Any 370 COM file created by L370.EXE and loaded via the load SVC 25
above, can be executed it its own address space via the attach SVC 26.
Register 0 must be set to point to the COM file (set by load SVC 25)
and register 1 must be set to address space size (minimum set by load
SVC 25), If additional space is to be included in the attached
address space for dynamic use via GETMAIN/FREEMAIN SVC's 10/11, then
the area to be added must be allocated in the mother address space
prior to issuing attach SVC 26 and the total length of the COM file
plus the allocated free space placed in register 1. A COM file can be
executed multiple times via attach by reloading registers 0 and 1 and
reissuing SVC 26. On second and following calls, the same address
space control block built on the first call in the COM prefix area
is reused (See CPY\IHASCB.CPY for layout) since it overlays original
COM prefix data.
Execution of the attached address space can be terminated via a detach
SVC 27 which restores the mother address space and continues execution
at the next instruction following the attach SVC 26. The only other
way to terminate the attached address space normally is to issue an
exit SVC 0 which exits directly to MS-DOS. A detach SVC 27 in an
address space which has no mother, will cause exit to MS-DOS.
An alternative to using attach/detach to execute dynamically loaded
370 code is to use simple branch and link. For 370 code linked into
COM file, the 370 code starts X'210' from the beginning of the COM
file. For code linked into MOD type file by L370.EXE using option M,
the 370 code starts immediately at the beginning of the file (i.e. the
file load address returned in register 0 by load SVC 25).

### Records shown
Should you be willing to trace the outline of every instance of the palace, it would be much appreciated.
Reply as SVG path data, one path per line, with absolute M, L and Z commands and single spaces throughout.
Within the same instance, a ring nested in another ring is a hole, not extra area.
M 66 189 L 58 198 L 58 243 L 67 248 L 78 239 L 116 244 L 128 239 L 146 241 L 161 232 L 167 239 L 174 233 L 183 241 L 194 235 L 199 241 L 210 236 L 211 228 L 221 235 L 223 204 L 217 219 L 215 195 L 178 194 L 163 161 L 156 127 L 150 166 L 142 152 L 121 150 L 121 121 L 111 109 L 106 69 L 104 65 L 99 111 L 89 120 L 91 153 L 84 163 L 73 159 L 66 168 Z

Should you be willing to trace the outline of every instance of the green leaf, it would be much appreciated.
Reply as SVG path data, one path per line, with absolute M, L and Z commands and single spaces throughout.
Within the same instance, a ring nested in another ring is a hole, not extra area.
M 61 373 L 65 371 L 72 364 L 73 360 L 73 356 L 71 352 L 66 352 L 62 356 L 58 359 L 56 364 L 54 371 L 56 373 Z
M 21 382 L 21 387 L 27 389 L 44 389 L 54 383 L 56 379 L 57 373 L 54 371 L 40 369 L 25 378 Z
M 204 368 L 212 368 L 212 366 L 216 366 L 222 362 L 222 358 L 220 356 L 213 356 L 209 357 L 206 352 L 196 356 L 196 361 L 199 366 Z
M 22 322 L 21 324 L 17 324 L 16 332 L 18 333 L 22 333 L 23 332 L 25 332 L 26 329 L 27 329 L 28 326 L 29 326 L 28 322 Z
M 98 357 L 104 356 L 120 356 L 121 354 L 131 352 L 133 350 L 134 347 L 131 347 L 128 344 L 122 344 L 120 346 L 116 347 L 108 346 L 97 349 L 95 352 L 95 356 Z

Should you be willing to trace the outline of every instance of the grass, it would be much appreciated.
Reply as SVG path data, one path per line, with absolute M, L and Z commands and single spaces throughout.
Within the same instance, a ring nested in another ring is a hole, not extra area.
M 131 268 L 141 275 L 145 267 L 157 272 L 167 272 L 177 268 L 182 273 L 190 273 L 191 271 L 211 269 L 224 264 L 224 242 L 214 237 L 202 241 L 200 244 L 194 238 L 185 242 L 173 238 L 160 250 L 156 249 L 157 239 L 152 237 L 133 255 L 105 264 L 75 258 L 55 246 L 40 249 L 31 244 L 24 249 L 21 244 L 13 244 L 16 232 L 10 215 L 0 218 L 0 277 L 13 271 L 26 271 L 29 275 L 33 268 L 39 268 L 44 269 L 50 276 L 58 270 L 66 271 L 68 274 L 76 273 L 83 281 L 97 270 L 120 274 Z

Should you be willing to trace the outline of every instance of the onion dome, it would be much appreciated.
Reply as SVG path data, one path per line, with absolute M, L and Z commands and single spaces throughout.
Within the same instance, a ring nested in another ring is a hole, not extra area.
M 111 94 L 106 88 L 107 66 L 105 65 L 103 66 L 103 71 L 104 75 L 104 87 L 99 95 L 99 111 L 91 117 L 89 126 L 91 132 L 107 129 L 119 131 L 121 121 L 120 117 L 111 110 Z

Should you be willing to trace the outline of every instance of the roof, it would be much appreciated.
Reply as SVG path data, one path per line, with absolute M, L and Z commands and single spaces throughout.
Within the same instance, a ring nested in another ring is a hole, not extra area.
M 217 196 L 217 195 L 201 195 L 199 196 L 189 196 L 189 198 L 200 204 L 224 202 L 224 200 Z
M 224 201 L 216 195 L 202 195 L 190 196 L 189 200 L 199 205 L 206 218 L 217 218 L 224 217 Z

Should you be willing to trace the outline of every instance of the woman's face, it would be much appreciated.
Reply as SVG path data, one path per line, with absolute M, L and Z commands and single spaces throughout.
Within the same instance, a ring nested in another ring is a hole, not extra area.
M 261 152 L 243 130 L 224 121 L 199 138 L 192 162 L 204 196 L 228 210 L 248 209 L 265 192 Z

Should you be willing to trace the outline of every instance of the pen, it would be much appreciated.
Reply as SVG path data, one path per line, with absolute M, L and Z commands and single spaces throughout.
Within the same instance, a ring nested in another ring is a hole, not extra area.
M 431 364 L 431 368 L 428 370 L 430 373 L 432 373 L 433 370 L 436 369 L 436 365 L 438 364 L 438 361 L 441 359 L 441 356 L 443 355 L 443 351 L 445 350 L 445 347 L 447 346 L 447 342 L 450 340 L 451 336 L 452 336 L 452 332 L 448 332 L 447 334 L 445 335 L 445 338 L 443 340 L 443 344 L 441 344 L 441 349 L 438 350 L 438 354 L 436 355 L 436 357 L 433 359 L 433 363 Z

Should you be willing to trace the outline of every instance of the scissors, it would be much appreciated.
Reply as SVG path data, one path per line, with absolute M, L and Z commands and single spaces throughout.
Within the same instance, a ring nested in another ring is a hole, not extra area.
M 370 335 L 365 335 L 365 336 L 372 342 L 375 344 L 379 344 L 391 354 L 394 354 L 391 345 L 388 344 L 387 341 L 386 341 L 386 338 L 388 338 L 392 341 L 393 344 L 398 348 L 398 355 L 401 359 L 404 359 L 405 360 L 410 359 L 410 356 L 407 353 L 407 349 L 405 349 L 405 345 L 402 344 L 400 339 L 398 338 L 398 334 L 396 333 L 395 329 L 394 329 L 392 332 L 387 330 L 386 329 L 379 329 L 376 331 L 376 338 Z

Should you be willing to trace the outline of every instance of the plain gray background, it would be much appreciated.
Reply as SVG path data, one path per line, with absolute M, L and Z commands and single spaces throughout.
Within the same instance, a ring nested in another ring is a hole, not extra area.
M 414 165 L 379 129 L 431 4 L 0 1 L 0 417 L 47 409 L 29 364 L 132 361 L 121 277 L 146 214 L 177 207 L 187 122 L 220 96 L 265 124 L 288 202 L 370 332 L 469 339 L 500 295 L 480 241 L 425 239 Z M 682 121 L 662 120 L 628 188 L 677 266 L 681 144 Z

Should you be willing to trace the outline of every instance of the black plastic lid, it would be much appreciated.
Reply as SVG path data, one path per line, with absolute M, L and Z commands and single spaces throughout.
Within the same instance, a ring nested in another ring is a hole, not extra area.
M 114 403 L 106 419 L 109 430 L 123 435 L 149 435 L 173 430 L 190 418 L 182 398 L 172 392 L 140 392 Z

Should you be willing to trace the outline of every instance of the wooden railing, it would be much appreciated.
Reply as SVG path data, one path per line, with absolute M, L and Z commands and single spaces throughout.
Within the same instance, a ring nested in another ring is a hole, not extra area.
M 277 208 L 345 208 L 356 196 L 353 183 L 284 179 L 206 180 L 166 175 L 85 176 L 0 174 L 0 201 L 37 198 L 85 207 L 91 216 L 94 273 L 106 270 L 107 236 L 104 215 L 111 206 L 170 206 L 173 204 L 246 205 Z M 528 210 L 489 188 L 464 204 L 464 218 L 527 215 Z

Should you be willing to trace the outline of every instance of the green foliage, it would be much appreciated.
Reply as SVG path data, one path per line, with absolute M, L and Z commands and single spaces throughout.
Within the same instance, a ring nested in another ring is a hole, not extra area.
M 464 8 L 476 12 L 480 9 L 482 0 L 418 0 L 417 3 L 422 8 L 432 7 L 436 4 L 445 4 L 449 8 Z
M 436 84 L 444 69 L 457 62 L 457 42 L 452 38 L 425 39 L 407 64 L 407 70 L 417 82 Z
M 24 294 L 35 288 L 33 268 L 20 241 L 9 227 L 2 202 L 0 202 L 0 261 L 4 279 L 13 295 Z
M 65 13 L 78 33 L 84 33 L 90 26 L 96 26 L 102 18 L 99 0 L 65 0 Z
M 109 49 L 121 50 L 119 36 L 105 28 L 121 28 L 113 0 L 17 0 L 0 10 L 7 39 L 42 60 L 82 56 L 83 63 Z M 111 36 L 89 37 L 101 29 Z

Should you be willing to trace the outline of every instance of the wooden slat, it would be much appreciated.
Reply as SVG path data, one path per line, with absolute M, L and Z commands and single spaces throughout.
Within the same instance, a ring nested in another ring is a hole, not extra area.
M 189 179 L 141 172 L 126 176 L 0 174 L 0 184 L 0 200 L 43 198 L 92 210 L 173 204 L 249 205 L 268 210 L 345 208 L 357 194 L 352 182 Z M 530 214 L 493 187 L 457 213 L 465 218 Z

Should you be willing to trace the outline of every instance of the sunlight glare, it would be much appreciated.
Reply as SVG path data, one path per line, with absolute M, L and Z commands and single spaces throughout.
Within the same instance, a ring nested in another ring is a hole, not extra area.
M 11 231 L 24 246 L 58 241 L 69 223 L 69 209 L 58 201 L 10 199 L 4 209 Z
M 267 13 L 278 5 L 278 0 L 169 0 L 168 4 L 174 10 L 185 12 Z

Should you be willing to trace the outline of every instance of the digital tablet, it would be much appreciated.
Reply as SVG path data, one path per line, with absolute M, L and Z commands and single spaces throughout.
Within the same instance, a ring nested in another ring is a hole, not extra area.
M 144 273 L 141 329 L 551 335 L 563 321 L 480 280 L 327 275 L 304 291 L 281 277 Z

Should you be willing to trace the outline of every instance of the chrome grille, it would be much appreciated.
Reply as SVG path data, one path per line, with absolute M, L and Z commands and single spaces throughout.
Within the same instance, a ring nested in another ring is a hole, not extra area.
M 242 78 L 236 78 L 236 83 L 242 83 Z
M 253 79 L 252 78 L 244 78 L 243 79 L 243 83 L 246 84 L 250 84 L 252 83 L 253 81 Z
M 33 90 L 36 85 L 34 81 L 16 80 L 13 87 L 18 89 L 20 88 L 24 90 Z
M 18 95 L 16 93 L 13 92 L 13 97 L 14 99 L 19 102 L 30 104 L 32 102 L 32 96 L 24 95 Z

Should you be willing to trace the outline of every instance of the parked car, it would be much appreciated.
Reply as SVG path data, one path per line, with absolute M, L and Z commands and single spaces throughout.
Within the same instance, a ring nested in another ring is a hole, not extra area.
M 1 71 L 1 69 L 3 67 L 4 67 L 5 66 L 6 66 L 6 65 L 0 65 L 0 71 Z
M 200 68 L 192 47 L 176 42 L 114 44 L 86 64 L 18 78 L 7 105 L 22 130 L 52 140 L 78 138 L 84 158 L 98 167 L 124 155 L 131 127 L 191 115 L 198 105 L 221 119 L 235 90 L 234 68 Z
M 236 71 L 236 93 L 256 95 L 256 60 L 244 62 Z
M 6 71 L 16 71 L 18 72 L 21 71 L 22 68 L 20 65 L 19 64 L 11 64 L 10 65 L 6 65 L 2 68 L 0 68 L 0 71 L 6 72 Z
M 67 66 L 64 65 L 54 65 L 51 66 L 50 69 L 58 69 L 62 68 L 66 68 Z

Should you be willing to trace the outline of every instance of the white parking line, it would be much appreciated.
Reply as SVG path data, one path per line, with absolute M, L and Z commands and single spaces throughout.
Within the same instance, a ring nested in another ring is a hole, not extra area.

### Jobs
[1] From the passage on running 370 COM files, list each SVC it names, giving its number and the name the passage uses for it.
[2] Write the next few sentences of the passage on running 370 COM files, picking up after its last sentence.
The rows are not needed for any of this work.

### Results in order
[1]
- SVC 25: load
- SVC 26: attach
- SVC 10: GETMAIN
- SVC 11: FREEMAIN
- SVC 27: detach
- SVC 0: exit

[2]
For example of each type program loading and execution, see
DEMO\MVS.ALC and DEMO\DEMOPSW.ALC demo programs.
The virtual address space established for the execution of COM files
created by L370.EXE has the following memory layout. For a sample
DSECT of the address space control block, see CPY\IHASCB.CPY.
000 INITIAL PROGRAM LOAD PSW
008 INITIAL PROGRAM LOAD CCW1
010 INITIAL PROGRAM LOAD CCW2
018 EXTERNAL OLD PSW
020 SUPERVISOR CALL OLD PSW
028 PROGRAM OLD PSW
030 MACHINE CHECK OLD PSW
038 INPUT/OUTPUT OLD PSW
040 CHANNEL STATUS WORD
048 CHANNEL ADDRESS WORD
050 INTERVAL TIMER
058 EXTERNAL NEW PSW
060 SUPERVISOR CALL NEW PSW
068 PROGRAM NEW PSW
070 MACHINE CHECK NEW PSW
078 INPUT/OUTPUT NEW PSW
080 MVS PARM AREA POINTED TO BY REGISTER 1 AT ENTRY (A,H,EBCDIC TEXT)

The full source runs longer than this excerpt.